## Start RECORD LIST

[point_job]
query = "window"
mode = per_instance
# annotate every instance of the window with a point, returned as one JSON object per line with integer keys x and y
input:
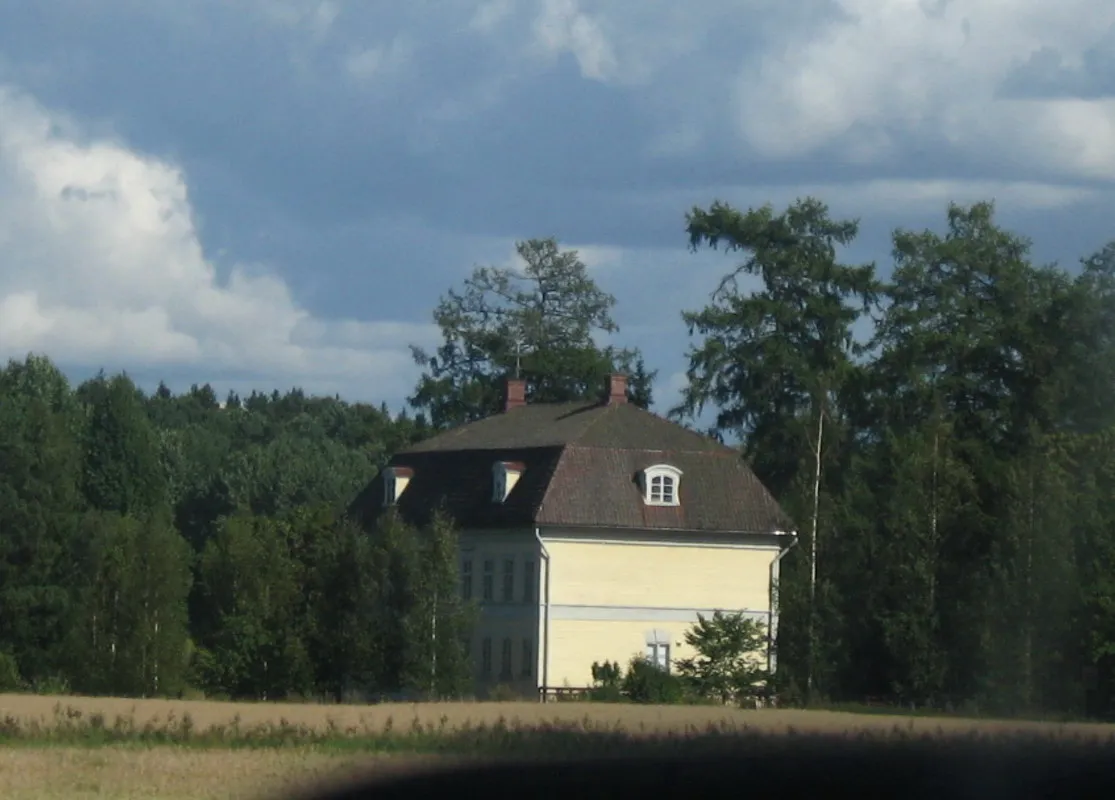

## End RECORD LIST

— TASK INSTRUCTIONS —
Write out the lines above verbatim, leaving out the picture.

— COMPLETED EXERCISE —
[point_job]
query = "window"
mode = per_instance
# annotate every instance of the window with a point, returned as one JSON object per line with integer keys x and y
input:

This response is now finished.